Muslim internally displaced people (IDPs) from the Kyauktalone IDP camp in Arakan State’s Kyaukphyu Township will be relocated to a new encampment starting on April 23, according to camp officials.
Junta officials had told the Muslim IDPs to move to a new location by the end of March, but the relocation date was postponed due to Ramadan.
The Muslim fasting period has now ended, noted U Maw Ni, manager of the Kyauktalone IDP camp, who added that the Muslim IDPs must relocate by May 15.
“There is still a little work to be done in the new place, but we are ready to relocate,” he added.
Each household will be given a house — reportedly made of wood floor and bamboo walls with corrugated iron roofs, and worth K2.5 million — on land plots measuring 40x30 feet at the new location, which is less than half a mile from the current camp.
The Arakan State military council is also building a temporary school, a clinic, and an administration office, as well as piping in water and installing power cables.
The Muslim IDPs must move to a new place, but some work has not yet been completed, said a Muslim IDP from Kyauktalone displacement camp who did not want to be named.
“I am not worried about drinking water at the new location. Utility poles have been erected but some homes have not yet been hooked up to electricity. The construction of roads and schools has not yet been completed. I don’t know why Muslim IDPs are being forced to relocate to a new place. The weather is very hot in the summer, so I am concerned for the health of Muslim IDPs,” he added.
When DMG contacted U Myo Min Tun, an administrator of Kyaukphyu Township, to find out more about the relocation of Muslim IDPs to a new place, he declined to comment.
More than 1,000 people from 363 households in Kyaukphyu town’s Ayarshi, Paik The, Taman Chaung and Pyin Phyu Maw wards were displaced to the Kyauktalone IDP camp in the aftermath of the intercommunal violence that wracked Arakan State in 2012.

DATASET ENTRIES »
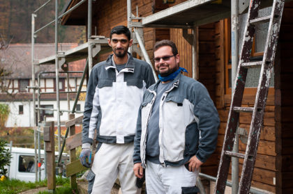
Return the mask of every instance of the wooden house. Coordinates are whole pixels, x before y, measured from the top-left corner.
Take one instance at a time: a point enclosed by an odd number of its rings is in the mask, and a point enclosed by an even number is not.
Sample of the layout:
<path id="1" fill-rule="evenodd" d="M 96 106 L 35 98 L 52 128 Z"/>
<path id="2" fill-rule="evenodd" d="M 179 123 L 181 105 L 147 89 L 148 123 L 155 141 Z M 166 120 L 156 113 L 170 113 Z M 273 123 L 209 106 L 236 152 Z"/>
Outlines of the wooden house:
<path id="1" fill-rule="evenodd" d="M 63 11 L 80 1 L 68 1 Z M 193 3 L 194 6 L 190 8 Z M 185 7 L 186 10 L 183 8 L 175 13 L 175 8 L 179 6 L 180 8 Z M 144 45 L 150 58 L 153 58 L 152 49 L 156 42 L 163 39 L 172 40 L 179 49 L 181 58 L 180 65 L 188 70 L 189 73 L 185 74 L 189 76 L 193 74 L 193 49 L 184 36 L 186 33 L 188 35 L 192 33 L 192 29 L 188 26 L 197 26 L 194 31 L 198 32 L 196 45 L 198 81 L 207 88 L 221 121 L 216 151 L 202 166 L 201 172 L 215 177 L 231 103 L 230 1 L 133 0 L 131 9 L 134 15 L 137 13 L 137 7 L 139 17 L 150 20 L 152 15 L 160 17 L 153 22 L 142 24 Z M 264 9 L 264 12 L 268 10 Z M 128 24 L 126 0 L 93 1 L 92 13 L 92 35 L 109 37 L 112 27 Z M 84 3 L 63 17 L 61 24 L 87 26 L 87 3 Z M 292 17 L 293 2 L 286 1 L 252 181 L 253 187 L 269 193 L 293 193 L 293 133 L 291 129 L 293 129 L 291 125 L 293 118 L 290 116 L 293 102 L 290 99 L 293 88 L 290 79 L 293 74 Z M 243 17 L 239 18 L 239 20 L 243 20 Z M 190 24 L 193 20 L 195 22 Z M 185 24 L 185 26 L 180 26 L 179 22 Z M 259 36 L 255 38 L 252 57 L 255 58 L 262 58 L 263 54 L 261 50 L 264 47 L 262 29 L 262 27 L 260 28 Z M 100 55 L 96 60 L 105 60 L 108 54 Z M 258 76 L 254 74 L 256 73 L 250 72 L 248 88 L 245 90 L 242 102 L 243 106 L 254 104 L 255 84 L 258 82 Z M 241 113 L 239 127 L 249 129 L 250 118 L 249 113 Z M 244 152 L 245 149 L 246 145 L 241 142 L 240 152 Z M 240 160 L 240 173 L 242 163 L 243 160 Z M 229 179 L 231 179 L 230 175 Z"/>

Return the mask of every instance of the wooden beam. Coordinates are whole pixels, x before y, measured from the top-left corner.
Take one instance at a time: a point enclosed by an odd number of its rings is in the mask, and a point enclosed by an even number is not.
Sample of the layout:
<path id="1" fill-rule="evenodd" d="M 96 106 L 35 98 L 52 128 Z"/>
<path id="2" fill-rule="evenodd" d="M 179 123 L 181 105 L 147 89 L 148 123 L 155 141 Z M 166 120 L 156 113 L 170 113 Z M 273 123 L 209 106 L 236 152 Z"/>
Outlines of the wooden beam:
<path id="1" fill-rule="evenodd" d="M 68 177 L 87 169 L 82 165 L 80 160 L 75 161 L 66 165 L 66 177 Z"/>
<path id="2" fill-rule="evenodd" d="M 82 133 L 70 136 L 66 138 L 66 149 L 70 150 L 82 145 Z"/>
<path id="3" fill-rule="evenodd" d="M 65 127 L 69 127 L 70 126 L 73 126 L 74 124 L 82 124 L 82 119 L 84 118 L 84 116 L 80 116 L 78 117 L 77 118 L 73 118 L 71 119 L 70 120 L 68 120 L 68 122 L 65 122 Z"/>
<path id="4" fill-rule="evenodd" d="M 47 177 L 48 190 L 55 190 L 56 188 L 56 172 L 55 172 L 55 141 L 54 138 L 54 121 L 48 122 L 50 124 L 50 141 L 45 142 L 47 153 Z M 47 149 L 50 147 L 50 150 Z"/>
<path id="5" fill-rule="evenodd" d="M 83 118 L 83 117 L 80 117 Z M 75 118 L 75 114 L 70 114 L 69 119 L 71 120 Z M 75 124 L 73 124 L 69 128 L 69 136 L 73 136 L 75 134 Z M 75 148 L 70 149 L 70 163 L 76 161 L 76 153 L 75 153 Z M 70 186 L 73 189 L 77 188 L 77 184 L 76 183 L 76 175 L 73 175 L 70 176 Z"/>

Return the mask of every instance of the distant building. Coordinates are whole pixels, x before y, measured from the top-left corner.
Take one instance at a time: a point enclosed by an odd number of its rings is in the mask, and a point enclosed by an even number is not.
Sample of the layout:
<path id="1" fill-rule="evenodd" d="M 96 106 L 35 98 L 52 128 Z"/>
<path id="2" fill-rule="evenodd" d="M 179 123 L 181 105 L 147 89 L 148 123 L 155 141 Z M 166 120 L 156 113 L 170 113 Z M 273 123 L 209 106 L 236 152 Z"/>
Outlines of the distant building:
<path id="1" fill-rule="evenodd" d="M 77 47 L 77 43 L 59 44 L 59 49 L 67 50 Z M 54 54 L 54 44 L 36 44 L 35 59 L 43 58 Z M 85 60 L 70 63 L 69 71 L 83 71 Z M 31 46 L 30 44 L 10 45 L 6 49 L 0 51 L 0 64 L 10 75 L 0 79 L 0 104 L 9 105 L 9 114 L 6 127 L 30 127 L 33 126 L 33 105 L 32 89 L 27 86 L 32 86 L 31 81 Z M 44 65 L 36 67 L 36 86 L 38 82 L 38 75 L 42 72 L 55 72 L 54 65 Z M 61 68 L 59 72 L 63 71 Z M 77 91 L 80 83 L 82 73 L 69 74 L 69 90 Z M 40 76 L 40 92 L 56 92 L 56 76 L 54 73 L 43 74 Z M 59 74 L 59 91 L 67 91 L 66 74 Z M 83 91 L 87 90 L 86 81 L 82 86 Z M 38 95 L 36 91 L 36 105 L 38 106 Z M 81 93 L 80 99 L 84 97 L 85 93 Z M 69 95 L 70 110 L 72 110 L 76 93 Z M 68 110 L 67 94 L 60 94 L 60 110 Z M 56 94 L 42 94 L 40 97 L 40 107 L 57 109 Z M 79 101 L 76 111 L 83 111 L 84 101 Z M 57 120 L 56 111 L 41 110 L 40 120 L 46 116 L 47 120 Z M 77 114 L 79 116 L 81 114 Z M 68 113 L 64 112 L 61 115 L 61 121 L 68 120 Z"/>

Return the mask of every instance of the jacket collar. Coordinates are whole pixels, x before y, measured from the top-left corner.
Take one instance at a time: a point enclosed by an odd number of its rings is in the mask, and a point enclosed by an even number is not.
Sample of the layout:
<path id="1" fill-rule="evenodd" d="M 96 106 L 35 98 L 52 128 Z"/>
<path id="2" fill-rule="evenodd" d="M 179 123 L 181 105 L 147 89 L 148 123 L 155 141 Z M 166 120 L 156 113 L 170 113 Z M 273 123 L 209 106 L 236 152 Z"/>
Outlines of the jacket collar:
<path id="1" fill-rule="evenodd" d="M 180 81 L 180 78 L 181 76 L 181 74 L 179 74 L 174 79 L 173 79 L 172 81 L 171 81 L 171 82 L 172 82 L 172 83 L 171 84 L 172 86 L 170 87 L 170 88 L 169 88 L 168 90 L 167 90 L 168 92 L 171 91 L 172 90 L 173 90 L 174 88 L 178 88 L 178 86 L 179 86 L 179 81 Z M 161 81 L 160 79 L 158 79 L 157 81 L 157 82 L 156 82 L 156 83 L 154 85 L 153 85 L 153 87 L 149 87 L 149 90 L 150 91 L 154 92 L 158 90 L 158 86 L 159 85 L 159 83 L 161 82 Z"/>
<path id="2" fill-rule="evenodd" d="M 126 66 L 124 68 L 125 69 L 124 72 L 133 73 L 134 69 L 135 69 L 135 60 L 133 56 L 129 52 L 128 52 L 128 60 L 127 61 Z M 106 70 L 110 68 L 116 69 L 116 67 L 114 64 L 113 63 L 113 60 L 112 60 L 113 55 L 114 54 L 110 55 L 106 60 L 105 65 L 105 68 L 106 69 Z"/>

TASK TO COMPLETE »
In the text about the Kyauktalone camp relocation, by what date must the Muslim IDPs relocate? The material that comes after the text is separate from it.

WORKED SOLUTION »
By May 15.